The complexity of the lipid–lipoprotein factor and the difficulty in obtaining a clear evaluation on the net effects of this factor on the cardiovascular system becomes evident when considering triglycerides. The importance of serum triglycerides as a risk factor for cardiovascular diseases is controversial, and many studies [33,34] have different results, probably due to regression dilution bias [35] or differences in the triglyceride measurement system adopted [36]. Two meta-analyses [36,37] provided robust evidence that serum triglyceride levels are associated with the risk of developing cardiovascular disease independent of other major measured risk factors including HDL-C. For this reason, a reduction in triglycerides is favourable because increased triglycerides concentrations (particularly the large triglyceride-rich fraction) are independently linked to CHD risk, particularly in women [38], and they can promote endothelial damage oxidation and inflammatory changes in the vascular endothelium [39].

In our study, CEE+MPA was associated with an increase in triglycerides. Previous studies confirmed this trend. Mercuro et al [40] and Lobo et al [41] reported similar magnitudes of triglycerides increase with CEE at 0.625 and 0.3 mg, whereas Sanada et al [42] and Wakatsuki et al [43] associated 0.3 mg with a less pronounced increase in triglyceride levels. Christodoulakos et al [31] pointed out that the increase of triglycerides was less evident in non-androgenic progestin arms, suggesting a difference in androgenic potency of the progestinic as causative factor. In our study, we saw an increase in triglycerides with oral CEE, but a reduction with transdermal E2. This trend is similar to a previous study [44], indicating that this difference may reflect the different pharmacokinetics of the two routes of administration.

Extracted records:
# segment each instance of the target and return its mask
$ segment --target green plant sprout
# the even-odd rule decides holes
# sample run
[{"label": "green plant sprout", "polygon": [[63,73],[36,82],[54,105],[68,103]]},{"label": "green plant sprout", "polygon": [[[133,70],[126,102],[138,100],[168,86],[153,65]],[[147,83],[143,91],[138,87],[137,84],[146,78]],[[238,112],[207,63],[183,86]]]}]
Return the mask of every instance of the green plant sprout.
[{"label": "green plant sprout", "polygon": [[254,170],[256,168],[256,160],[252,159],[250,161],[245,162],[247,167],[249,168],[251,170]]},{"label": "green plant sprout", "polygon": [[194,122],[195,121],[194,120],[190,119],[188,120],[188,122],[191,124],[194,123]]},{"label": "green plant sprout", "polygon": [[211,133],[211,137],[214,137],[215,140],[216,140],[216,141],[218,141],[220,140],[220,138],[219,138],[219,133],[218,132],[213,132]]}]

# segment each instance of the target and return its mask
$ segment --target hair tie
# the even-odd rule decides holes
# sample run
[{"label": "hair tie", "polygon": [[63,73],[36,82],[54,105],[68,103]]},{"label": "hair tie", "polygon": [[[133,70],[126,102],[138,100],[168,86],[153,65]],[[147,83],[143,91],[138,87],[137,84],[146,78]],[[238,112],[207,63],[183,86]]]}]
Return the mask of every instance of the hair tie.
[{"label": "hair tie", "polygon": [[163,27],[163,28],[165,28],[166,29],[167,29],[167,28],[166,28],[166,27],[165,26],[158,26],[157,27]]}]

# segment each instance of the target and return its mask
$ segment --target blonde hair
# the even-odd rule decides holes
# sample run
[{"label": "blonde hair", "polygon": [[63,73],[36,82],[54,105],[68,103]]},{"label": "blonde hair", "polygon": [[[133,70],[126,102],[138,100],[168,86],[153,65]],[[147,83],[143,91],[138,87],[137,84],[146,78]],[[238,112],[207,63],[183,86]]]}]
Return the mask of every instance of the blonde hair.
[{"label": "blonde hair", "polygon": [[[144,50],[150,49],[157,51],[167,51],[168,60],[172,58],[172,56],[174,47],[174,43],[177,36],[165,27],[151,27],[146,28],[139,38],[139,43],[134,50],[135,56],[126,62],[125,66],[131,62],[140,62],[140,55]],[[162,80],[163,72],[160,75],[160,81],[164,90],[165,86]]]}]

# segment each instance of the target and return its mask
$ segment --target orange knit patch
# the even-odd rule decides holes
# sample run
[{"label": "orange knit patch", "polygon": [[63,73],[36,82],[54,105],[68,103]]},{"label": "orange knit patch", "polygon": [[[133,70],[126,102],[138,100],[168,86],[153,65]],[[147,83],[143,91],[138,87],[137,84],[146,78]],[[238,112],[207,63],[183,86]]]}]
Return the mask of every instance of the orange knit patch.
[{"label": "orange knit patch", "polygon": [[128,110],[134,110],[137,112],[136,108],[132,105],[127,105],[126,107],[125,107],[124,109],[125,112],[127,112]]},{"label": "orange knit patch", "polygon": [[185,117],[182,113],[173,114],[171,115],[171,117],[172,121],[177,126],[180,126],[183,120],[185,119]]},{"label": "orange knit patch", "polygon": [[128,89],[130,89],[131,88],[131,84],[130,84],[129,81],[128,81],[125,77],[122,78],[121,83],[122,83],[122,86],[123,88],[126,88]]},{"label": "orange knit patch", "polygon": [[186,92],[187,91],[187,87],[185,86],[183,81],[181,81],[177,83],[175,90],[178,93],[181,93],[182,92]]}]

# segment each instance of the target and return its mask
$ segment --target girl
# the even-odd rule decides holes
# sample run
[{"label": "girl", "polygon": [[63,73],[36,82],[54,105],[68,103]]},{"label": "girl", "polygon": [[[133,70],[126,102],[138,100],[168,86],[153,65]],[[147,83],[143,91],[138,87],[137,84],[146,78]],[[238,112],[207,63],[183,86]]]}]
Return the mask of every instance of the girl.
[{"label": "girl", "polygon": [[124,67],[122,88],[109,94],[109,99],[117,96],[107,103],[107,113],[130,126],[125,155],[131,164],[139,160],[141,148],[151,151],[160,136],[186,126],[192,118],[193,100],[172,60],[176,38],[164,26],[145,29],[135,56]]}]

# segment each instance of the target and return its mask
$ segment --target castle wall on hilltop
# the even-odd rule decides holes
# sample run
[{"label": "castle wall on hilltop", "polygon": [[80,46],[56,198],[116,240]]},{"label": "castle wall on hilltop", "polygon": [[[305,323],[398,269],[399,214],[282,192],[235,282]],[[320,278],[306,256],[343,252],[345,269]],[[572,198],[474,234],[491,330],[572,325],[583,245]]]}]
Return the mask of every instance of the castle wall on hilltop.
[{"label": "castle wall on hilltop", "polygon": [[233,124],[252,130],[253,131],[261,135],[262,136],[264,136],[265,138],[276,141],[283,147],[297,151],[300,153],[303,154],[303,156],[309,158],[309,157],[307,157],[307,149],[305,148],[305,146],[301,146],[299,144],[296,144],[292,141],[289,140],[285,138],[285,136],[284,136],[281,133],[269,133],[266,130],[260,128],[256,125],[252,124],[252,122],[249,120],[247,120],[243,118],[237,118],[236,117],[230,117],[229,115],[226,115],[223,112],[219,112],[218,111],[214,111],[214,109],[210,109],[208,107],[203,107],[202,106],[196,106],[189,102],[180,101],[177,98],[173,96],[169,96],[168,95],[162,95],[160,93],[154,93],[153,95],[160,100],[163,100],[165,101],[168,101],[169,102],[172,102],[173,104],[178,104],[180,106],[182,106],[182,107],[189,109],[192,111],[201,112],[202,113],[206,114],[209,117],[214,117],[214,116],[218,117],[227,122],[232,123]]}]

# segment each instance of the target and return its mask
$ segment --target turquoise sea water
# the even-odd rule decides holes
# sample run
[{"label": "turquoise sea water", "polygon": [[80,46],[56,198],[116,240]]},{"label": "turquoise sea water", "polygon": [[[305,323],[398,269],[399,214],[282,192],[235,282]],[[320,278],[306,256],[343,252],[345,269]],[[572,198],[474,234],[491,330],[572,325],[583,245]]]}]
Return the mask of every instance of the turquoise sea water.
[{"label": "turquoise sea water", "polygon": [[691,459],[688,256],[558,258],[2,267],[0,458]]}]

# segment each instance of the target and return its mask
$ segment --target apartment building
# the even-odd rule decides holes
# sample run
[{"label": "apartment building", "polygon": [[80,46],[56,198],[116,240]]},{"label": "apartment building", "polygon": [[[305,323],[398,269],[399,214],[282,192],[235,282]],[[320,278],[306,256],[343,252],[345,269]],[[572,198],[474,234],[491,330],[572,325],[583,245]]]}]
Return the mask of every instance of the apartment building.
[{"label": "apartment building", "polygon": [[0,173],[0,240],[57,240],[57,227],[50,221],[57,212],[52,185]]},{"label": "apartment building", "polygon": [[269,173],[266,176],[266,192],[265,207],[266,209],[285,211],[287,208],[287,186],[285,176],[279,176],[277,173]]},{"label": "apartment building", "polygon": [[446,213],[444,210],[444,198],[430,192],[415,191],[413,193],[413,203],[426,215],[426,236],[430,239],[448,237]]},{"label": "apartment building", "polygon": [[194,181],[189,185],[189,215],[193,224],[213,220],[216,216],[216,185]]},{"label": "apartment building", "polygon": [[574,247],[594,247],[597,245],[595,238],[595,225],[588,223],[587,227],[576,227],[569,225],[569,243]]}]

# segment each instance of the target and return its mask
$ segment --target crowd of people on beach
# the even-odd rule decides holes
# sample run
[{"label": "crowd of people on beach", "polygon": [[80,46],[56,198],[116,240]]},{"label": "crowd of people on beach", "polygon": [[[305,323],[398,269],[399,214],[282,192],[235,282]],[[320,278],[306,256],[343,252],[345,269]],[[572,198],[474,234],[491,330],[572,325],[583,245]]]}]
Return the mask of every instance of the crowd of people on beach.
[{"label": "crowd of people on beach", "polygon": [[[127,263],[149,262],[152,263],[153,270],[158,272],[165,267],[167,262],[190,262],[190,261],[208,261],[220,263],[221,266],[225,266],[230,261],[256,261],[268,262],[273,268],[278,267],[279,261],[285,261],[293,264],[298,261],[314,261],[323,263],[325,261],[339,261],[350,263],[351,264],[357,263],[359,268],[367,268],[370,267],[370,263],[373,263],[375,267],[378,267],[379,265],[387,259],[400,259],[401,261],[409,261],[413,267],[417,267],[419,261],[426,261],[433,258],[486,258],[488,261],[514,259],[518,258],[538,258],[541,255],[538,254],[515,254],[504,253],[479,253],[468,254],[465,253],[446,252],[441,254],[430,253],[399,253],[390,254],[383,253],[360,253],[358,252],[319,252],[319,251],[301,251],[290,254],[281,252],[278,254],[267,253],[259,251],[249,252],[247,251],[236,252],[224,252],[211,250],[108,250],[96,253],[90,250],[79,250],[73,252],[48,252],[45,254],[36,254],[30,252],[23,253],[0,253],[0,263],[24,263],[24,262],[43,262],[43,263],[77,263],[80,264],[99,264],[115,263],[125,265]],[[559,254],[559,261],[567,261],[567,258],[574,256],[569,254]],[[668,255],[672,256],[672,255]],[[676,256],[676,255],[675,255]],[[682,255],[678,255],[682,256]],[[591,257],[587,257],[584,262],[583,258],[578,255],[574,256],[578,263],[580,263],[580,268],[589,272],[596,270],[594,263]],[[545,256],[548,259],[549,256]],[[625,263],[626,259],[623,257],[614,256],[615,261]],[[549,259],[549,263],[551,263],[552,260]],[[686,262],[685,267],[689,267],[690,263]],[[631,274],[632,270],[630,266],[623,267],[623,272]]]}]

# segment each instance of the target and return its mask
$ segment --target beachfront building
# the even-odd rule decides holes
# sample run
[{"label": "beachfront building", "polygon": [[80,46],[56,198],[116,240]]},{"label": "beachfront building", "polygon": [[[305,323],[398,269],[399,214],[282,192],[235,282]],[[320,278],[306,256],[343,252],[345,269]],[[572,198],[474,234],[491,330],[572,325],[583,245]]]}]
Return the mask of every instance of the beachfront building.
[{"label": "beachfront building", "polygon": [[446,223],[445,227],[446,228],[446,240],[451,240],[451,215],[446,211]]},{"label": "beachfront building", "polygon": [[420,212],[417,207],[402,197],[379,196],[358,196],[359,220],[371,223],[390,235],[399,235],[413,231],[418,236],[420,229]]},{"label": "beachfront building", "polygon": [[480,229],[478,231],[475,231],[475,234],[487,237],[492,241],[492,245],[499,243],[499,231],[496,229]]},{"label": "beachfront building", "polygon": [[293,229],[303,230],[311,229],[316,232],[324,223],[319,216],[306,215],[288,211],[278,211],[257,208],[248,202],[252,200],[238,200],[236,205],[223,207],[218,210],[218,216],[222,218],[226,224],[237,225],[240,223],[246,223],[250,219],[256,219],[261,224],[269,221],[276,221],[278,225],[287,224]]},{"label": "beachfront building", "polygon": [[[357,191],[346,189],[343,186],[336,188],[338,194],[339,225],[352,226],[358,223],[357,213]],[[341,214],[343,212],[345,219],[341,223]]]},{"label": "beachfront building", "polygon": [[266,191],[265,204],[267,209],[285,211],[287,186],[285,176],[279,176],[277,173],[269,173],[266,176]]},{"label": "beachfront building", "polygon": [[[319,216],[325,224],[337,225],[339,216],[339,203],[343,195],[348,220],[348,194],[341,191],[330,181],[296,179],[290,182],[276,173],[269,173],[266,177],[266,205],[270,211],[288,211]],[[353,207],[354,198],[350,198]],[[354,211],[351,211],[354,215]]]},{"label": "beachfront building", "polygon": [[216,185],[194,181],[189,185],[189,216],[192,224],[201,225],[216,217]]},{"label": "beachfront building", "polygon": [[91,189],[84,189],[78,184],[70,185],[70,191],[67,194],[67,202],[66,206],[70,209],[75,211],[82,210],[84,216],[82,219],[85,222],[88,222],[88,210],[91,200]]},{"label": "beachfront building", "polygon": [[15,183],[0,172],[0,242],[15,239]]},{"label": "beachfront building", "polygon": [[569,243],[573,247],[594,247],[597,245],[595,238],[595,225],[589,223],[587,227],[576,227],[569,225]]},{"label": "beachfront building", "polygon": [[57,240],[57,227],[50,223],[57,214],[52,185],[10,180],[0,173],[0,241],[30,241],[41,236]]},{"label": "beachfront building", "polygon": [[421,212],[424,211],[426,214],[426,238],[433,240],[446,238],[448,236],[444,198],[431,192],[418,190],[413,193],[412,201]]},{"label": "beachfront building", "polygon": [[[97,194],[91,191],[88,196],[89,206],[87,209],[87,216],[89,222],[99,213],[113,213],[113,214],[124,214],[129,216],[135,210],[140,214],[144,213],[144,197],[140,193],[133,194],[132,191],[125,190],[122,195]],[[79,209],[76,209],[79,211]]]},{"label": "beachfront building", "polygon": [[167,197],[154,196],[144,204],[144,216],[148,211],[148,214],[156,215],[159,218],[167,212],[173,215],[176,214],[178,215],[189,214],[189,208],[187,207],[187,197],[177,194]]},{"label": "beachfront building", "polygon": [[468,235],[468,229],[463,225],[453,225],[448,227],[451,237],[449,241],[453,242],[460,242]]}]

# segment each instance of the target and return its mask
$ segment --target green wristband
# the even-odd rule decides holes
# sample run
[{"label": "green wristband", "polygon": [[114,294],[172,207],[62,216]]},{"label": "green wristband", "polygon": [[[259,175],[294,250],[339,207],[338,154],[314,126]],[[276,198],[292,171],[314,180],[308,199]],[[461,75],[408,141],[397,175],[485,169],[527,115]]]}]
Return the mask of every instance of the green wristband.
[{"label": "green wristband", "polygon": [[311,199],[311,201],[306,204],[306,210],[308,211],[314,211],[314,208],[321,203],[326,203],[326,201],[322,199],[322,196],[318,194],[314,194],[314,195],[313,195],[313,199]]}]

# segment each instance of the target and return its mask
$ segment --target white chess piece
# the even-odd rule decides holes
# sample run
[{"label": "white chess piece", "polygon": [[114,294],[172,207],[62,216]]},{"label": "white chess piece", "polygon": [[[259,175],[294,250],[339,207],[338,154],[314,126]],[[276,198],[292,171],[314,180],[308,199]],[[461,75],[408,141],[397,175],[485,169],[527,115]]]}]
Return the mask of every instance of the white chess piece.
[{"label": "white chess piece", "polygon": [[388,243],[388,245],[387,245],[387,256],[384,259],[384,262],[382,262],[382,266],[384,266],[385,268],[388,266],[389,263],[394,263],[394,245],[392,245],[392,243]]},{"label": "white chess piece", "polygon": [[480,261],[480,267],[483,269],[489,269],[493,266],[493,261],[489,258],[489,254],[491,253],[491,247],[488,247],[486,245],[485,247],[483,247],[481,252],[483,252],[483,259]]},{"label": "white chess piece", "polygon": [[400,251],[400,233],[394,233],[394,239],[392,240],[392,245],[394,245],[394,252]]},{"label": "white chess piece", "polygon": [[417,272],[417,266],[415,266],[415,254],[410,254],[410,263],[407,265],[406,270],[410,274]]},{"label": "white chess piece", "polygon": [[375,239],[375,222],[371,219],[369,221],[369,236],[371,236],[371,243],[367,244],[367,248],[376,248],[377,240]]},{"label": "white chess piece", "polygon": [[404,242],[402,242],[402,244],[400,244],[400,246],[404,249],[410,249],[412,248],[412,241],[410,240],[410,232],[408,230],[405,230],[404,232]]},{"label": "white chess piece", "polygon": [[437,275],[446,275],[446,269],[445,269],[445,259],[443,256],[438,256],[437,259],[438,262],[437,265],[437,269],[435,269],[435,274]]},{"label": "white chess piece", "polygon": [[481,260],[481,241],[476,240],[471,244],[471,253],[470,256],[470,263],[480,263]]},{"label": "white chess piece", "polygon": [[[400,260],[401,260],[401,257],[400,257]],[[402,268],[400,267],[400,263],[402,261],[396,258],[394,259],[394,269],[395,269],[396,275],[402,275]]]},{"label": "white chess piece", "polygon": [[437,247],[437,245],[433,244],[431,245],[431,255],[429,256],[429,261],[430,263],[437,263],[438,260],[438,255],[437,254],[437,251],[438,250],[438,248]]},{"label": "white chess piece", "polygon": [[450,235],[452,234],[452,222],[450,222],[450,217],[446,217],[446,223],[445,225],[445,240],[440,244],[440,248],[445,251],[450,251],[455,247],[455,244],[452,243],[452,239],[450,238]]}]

* [Work order 1] List every author cited with "et al" in the passage on triglycerides.
* [Work order 2] Reproduce the passage on triglycerides between "In our study, CEE+MPA" and "routes of administration.", inclusive.

* [Written response 1] Mercuro, Lobo, Sanada, Wakatsuki, Christodoulakos

* [Written response 2]
In our study, CEE+MPA was associated with an increase in triglycerides. Previous studies confirmed this trend. Mercuro et al [40] and Lobo et al [41] reported similar magnitudes of triglycerides increase with CEE at 0.625 and 0.3 mg, whereas Sanada et al [42] and Wakatsuki et al [43] associated 0.3 mg with a less pronounced increase in triglyceride levels. Christodoulakos et al [31] pointed out that the increase of triglycerides was less evident in non-androgenic progestin arms, suggesting a difference in androgenic potency of the progestinic as causative factor. In our study, we saw an increase in triglycerides with oral CEE, but a reduction with transdermal E2. This trend is similar to a previous study [44], indicating that this difference may reflect the different pharmacokinetics of the two routes of administration.